▸ **DIRECTIONS FOR THIS TASK**:
Retype, without alteration, each line from the line containing "Target: girl's leg" to the final line of the records.

▸ **Entries taken from a collection**:
++++++

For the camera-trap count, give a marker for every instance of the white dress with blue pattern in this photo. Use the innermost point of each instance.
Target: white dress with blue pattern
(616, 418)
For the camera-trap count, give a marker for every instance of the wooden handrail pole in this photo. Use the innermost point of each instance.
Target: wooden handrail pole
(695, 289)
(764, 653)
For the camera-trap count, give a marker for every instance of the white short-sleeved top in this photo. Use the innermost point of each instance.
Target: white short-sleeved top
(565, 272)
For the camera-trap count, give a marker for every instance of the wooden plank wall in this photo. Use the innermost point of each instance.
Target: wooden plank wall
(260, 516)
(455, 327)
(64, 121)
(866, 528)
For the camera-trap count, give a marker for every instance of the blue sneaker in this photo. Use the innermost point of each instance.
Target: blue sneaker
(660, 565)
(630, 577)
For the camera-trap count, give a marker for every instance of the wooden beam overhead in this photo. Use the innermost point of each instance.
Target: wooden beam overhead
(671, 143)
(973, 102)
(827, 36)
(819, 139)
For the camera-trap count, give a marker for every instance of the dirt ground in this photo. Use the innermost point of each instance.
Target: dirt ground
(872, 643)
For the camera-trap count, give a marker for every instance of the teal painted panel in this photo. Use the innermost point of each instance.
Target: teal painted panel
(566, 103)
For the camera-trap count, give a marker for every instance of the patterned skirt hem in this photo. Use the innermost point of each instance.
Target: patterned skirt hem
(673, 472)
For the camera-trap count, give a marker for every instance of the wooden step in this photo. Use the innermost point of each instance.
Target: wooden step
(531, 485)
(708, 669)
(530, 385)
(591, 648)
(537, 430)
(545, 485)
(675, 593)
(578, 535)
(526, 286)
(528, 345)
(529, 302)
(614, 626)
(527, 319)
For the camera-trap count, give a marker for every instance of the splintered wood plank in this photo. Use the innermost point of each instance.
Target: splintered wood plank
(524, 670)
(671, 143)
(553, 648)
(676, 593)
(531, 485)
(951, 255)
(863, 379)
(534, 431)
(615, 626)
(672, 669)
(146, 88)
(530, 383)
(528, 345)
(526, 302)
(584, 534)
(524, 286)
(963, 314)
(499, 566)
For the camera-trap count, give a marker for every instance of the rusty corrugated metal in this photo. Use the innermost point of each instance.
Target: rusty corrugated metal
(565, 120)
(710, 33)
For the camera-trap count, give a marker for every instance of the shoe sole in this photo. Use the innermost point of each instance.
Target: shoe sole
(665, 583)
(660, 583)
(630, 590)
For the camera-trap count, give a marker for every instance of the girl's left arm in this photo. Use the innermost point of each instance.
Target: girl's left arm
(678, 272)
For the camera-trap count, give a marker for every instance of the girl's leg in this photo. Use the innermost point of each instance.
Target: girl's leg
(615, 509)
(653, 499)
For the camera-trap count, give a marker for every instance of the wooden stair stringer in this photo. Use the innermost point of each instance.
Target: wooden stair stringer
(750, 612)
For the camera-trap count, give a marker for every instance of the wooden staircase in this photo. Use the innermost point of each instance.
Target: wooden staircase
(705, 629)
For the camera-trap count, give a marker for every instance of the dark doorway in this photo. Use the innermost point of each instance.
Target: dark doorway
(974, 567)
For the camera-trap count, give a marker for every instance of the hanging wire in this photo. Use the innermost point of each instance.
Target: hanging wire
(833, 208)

++++++

▸ **RESULT OF THE EXERCISE**:
Target: girl's leg
(615, 509)
(653, 499)
For the camera-trap count, give a marker for every instance of the wooden stair stringer in this photo. Use the innermost point of each instance.
Target: wooden stair stringer
(750, 612)
For the camera-trap count, give a marker for every instance of the wooden staircase in this photo. Use the innermost point of each instance.
Target: wooden staircase
(705, 629)
For the camera-trap count, give a marker for every instance of the dark doorway in this photo. Use the innermost point of each instance.
Target: dark doorway
(974, 567)
For the camera-trap count, give a marker for every instance of the hanging wire in this photo. Use the innermost point of each instance.
Target: hanging wire
(833, 208)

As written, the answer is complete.